:: EXERCISE INSTRUCTIONS ::
Locate each line in the listing below that contains the word "straw" and copy those lines.

(Stored dataset items)
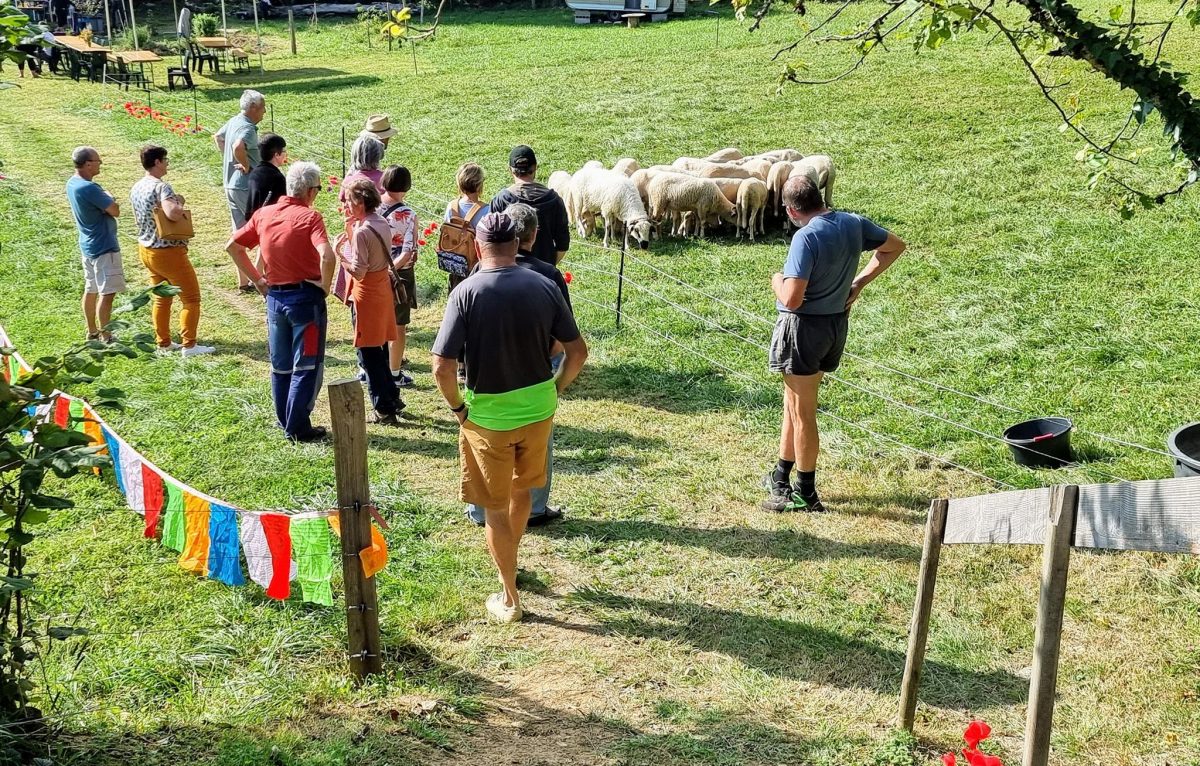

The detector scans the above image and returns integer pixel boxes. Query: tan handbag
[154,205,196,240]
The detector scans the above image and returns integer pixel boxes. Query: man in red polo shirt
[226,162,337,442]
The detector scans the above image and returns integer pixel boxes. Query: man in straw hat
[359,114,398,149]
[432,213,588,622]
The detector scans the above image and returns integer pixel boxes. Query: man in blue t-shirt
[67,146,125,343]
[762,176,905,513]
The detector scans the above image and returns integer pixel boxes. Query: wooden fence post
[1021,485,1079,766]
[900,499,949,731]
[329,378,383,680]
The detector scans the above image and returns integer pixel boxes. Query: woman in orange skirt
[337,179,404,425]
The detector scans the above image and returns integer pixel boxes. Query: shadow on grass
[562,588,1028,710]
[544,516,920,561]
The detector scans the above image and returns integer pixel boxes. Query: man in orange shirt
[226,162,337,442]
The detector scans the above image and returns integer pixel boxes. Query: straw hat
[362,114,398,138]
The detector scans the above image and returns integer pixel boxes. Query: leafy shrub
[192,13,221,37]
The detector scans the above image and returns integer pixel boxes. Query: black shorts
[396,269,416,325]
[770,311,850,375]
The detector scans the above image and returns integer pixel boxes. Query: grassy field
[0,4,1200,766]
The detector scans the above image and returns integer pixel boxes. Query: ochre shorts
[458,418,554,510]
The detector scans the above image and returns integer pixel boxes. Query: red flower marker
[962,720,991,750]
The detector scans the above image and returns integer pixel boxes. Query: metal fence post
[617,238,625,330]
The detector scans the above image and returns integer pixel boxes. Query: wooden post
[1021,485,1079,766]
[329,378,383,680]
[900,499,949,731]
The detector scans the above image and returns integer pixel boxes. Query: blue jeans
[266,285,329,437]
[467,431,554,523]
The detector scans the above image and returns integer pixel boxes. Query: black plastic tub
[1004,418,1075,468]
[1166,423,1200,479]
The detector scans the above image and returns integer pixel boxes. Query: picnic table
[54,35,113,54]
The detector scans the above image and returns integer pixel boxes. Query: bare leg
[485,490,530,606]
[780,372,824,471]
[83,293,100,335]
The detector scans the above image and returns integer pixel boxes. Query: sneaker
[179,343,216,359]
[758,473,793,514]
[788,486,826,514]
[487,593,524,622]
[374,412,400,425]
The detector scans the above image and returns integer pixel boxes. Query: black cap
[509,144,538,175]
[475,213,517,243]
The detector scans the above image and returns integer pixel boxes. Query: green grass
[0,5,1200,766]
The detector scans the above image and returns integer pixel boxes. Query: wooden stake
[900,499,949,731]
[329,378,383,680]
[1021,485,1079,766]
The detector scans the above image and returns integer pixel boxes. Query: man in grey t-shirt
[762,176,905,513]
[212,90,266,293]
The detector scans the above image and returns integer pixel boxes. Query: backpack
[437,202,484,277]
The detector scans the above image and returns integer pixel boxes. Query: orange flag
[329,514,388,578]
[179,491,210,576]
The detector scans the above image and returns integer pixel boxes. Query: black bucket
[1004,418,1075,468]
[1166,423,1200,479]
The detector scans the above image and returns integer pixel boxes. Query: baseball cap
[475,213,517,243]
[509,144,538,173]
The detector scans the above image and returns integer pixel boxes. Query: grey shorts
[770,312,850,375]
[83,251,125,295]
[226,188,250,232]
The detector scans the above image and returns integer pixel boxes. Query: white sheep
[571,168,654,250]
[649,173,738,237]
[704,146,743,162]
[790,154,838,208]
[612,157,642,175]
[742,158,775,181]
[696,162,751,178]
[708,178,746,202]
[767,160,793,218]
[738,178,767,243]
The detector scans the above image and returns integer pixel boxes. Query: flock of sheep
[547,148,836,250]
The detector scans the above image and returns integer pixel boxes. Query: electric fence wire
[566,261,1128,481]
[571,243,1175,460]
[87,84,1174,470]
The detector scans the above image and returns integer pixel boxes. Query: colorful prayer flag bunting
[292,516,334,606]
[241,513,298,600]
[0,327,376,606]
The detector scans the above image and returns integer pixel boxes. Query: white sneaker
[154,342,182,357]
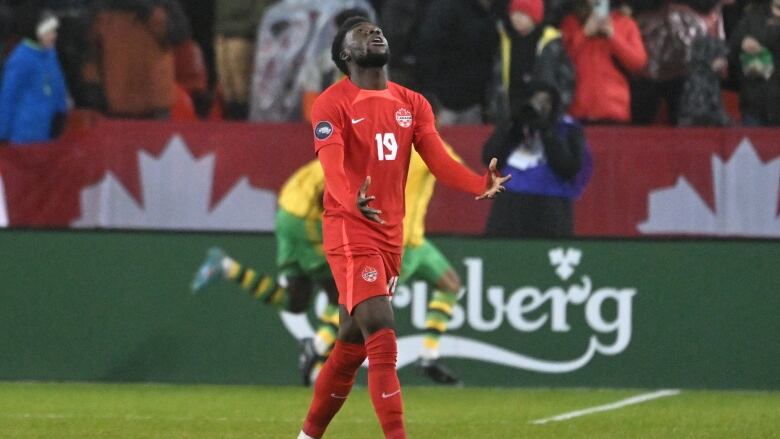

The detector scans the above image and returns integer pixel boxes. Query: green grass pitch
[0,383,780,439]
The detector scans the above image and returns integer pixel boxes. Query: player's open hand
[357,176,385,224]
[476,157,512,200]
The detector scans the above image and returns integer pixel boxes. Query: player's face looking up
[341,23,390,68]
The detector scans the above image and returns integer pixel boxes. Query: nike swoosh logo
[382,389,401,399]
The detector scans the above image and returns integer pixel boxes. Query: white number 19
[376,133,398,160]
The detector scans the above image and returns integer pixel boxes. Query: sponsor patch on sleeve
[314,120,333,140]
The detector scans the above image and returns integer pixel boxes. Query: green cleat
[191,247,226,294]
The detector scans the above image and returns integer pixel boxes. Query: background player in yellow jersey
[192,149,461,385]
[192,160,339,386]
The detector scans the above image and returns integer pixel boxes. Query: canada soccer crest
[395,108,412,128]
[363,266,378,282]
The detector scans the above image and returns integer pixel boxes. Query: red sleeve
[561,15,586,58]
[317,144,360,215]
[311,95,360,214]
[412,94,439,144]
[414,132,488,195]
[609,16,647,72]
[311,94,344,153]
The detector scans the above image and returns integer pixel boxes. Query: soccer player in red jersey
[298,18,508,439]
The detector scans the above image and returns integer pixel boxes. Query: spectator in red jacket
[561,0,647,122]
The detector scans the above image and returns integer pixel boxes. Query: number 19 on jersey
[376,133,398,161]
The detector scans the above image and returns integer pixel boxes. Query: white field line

:: ANSWER ::
The detector scans the above image and returns integer pixel boxes. Query: man in straw hat
The detector scans the above image and returns integer pixel boxes. Query: straw hat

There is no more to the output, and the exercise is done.